Steve and John: "spouses for life" Print E-mail

By Pat Keeble
Editor, Contra Costa Insider

 

I've known Steve Weir since he was a kid, or at least since he was the youngest person ever appointed to a vacancy as a director of the Contra Costa Water District. That was around 30 years ago when he was in his 20s. A political junkie who worked for a time for then-state Sen. Dan Boatwright of Concord, he went from the water board to being a Concord city councilman and mayor.
 
It was always pleasant to see him but I often had the feeling he wasn't a happy person. Even in his successes, there seemed to be little inner joy.
 
Few of us knew then he was hiding the fact he was gay. But somewhere along the line he met John Hemm in San Francisco. It was nine years before they became "an item".
 
Weir says he knew then that he couldn't stay in the closet, regardless of the effect on his life as a public servant. John started accompanying him to various events. John's effervescence and vivaciousness quickly endeared him to Steven's friends. And the difference in Steve was remarkable. His smiles were more genuine. He was enjoying life.
 
By then he had been first appointed and then elected as Contra Costa County's Clerk-Recorder. Ironically, that included being in charge of the county's civil marriage division -- seeing to the handing out of marriage licenses and, when asked, arranging marriage ceremonies.
 
When San Francisco started marrying gay and lesbian couples, I asked Steve if he and John, Concord residents, were going to go over the Bay and tie the knot.
 
No way, he said. They wouldn't get married until he could stand in his own office in Martinez to participate in the service he offered to so many but which was denied to him and John.
 
So it was particularly pleasing Tuesday to be present when that happened. With his chief deputy recorder, Barbara Chambers, happily officiating, and about 200 friends, relatives, co-workers and just plain supporters of civil rights, they said their "I do's." As Chambers pronounced them "spouses for life," a huge roar of approval went up from the crowd.
 
The day was slightly dented by the appearance of members of the Kansas traveling hate-monger group that pickets such marriages, as well as the occasional funeral of a soldier killed in Iraq, as they did in Santa Rosa last week. (They wanted to make it known that such deaths are their god's retribution for the nation's "evil ways.")
 
But apparently on Tuesday, the first full day gays and lesbians could officially marry in the state, they were spread pretty thin, for only three showed up in front of the Clerk-Recorder's office. They were dwarfed in numbers by several groups of supporters of same-sex marriage, many from local churches and civil rights groups. They disappeared before the ceremony began.
 
If Steve and John were bothered by the presence of protesters, they didn't show it. One possible reason was probably the presence in the wedding party of some burly men dressed, like Steve, in kilts of the family tartan, some with Marine combat ribbons on their tux jackets. One said he was "one of Steve's many nephews."
 
There is still uncertainty about the future of same-sex marriages, what with the pending vote in November of a state ballot measure that would amend the state constitution to ban them. Should it pass, it's expected there would be a lengthy court battle, possibly ending up in the U.S. Supreme Court.
 
Meanwhile, Steve and John reflect what we're seeing in news stories from most California counties this week: the utter happiness of people who heretofore have been denied the right to proclaim and certify their love and be entitled to the civil rights that go with legal marriage.

______

**Short task a**
Can you filter the listing below down to the lines that contain the string "Category", with case counting?

**Supplied data**
______

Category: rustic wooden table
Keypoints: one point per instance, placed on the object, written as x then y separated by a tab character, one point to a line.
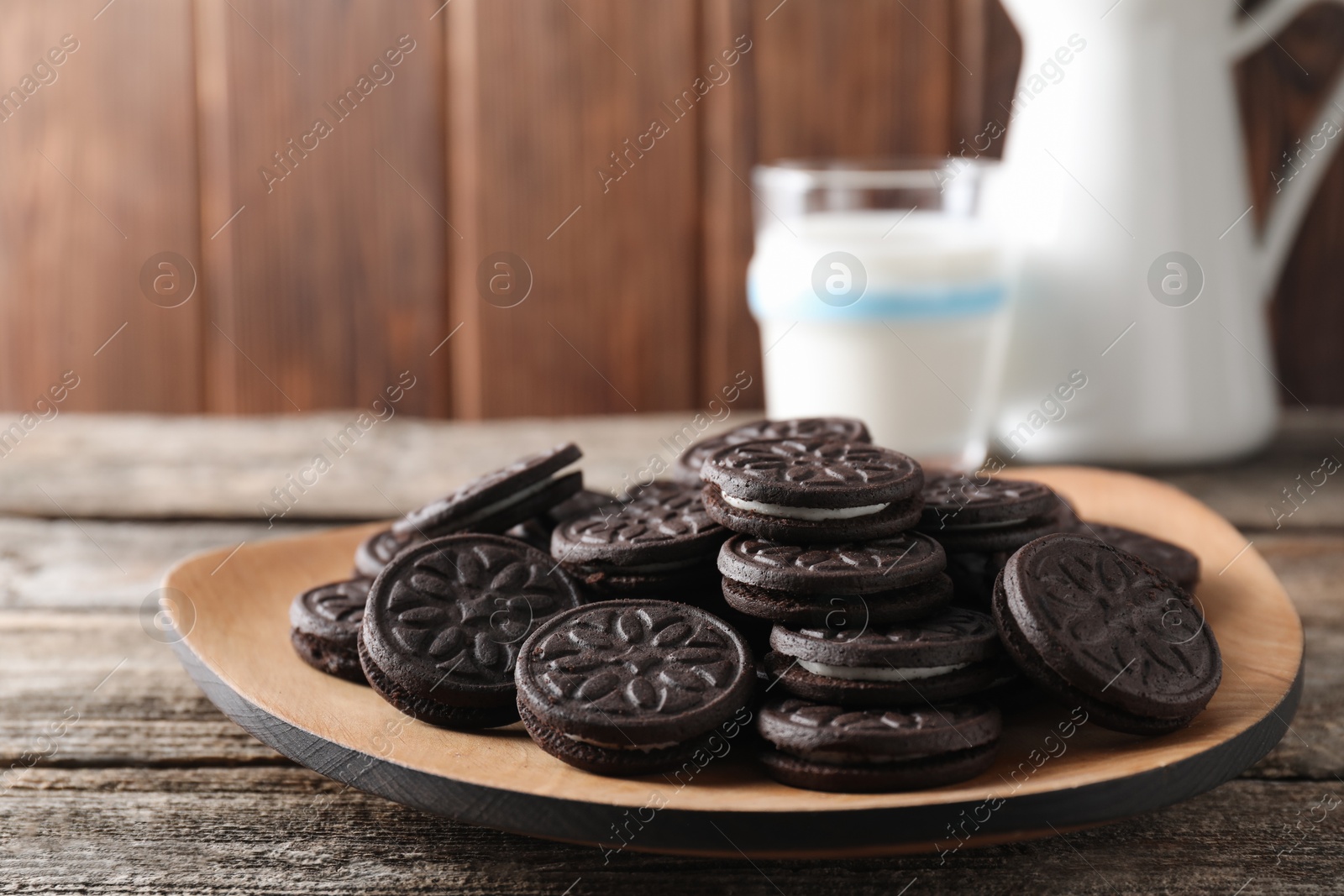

______

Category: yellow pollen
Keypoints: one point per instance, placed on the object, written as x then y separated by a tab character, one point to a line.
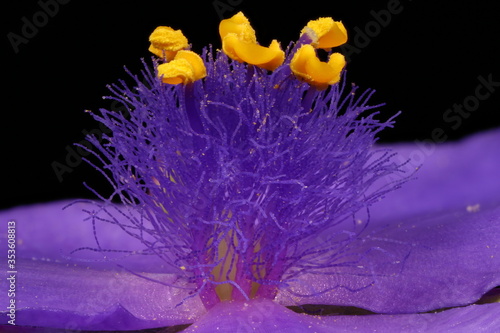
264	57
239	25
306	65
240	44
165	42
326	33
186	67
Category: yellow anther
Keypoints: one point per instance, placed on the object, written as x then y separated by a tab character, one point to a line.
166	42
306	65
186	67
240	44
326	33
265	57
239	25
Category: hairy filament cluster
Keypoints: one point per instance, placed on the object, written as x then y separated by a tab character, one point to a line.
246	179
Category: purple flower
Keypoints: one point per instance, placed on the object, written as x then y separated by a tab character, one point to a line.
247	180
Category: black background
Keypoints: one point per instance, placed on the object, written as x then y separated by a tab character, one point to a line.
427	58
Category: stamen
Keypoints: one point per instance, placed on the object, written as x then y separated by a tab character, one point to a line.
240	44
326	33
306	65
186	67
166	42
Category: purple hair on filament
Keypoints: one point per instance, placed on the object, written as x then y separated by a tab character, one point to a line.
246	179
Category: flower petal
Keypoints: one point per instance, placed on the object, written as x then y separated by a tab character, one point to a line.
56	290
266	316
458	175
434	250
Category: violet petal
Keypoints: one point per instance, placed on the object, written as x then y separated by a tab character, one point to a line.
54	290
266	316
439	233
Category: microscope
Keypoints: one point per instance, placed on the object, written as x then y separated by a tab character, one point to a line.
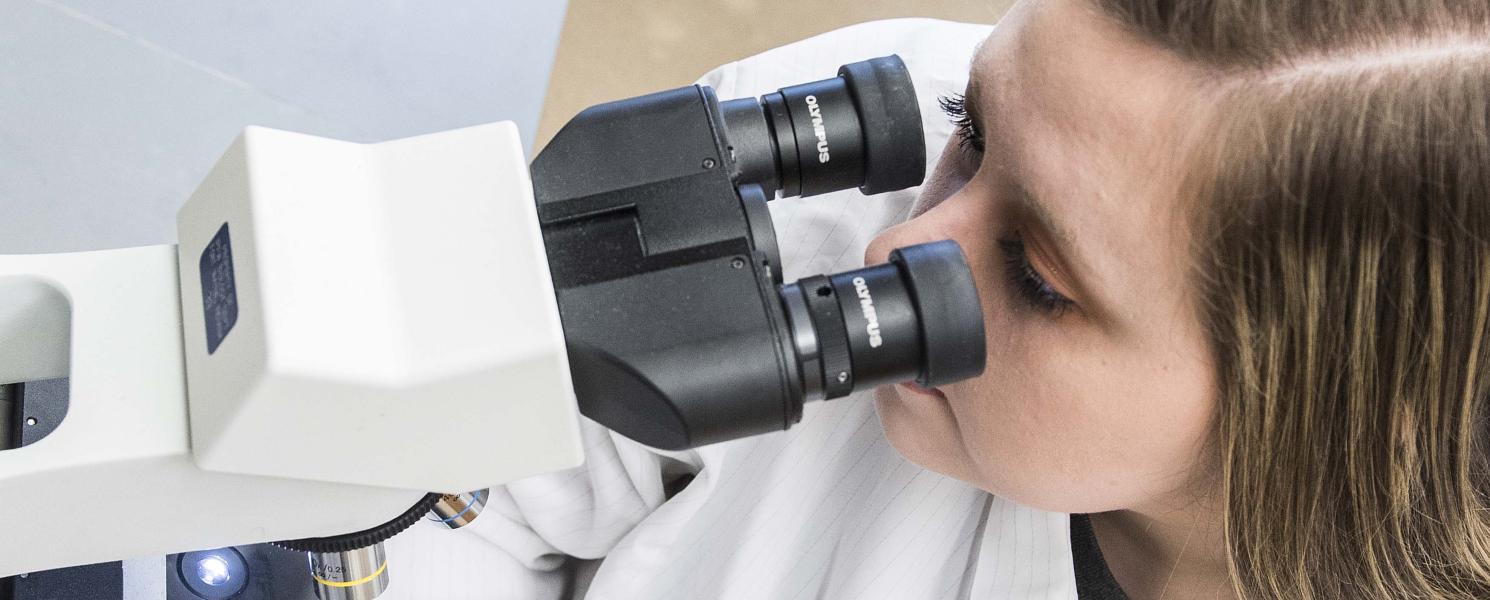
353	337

______

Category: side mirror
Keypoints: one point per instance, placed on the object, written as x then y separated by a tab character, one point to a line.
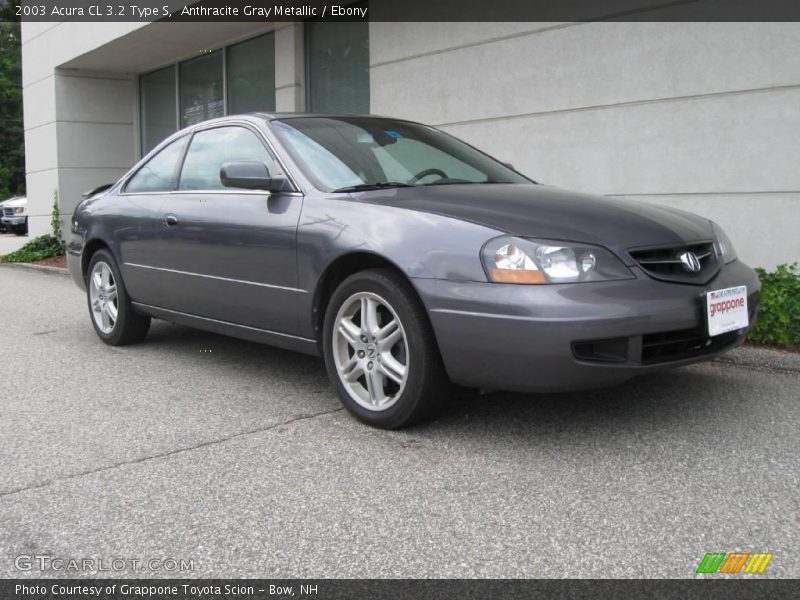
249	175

______

**Short task b**
In the article about Steve and John, who officiated at their wedding?

**Exercise result a**
Category: rustic wooden table
Category: yellow pollen
Category: yellow anther
Category: hairy filament cluster
Category: purple flower
Category: black background
Category: stamen
Category: purple hair on filament
Category: flower petal
Category: violet petal
Category: microscope
Category: side mirror

**Exercise result b**
Barbara Chambers, the chief deputy recorder.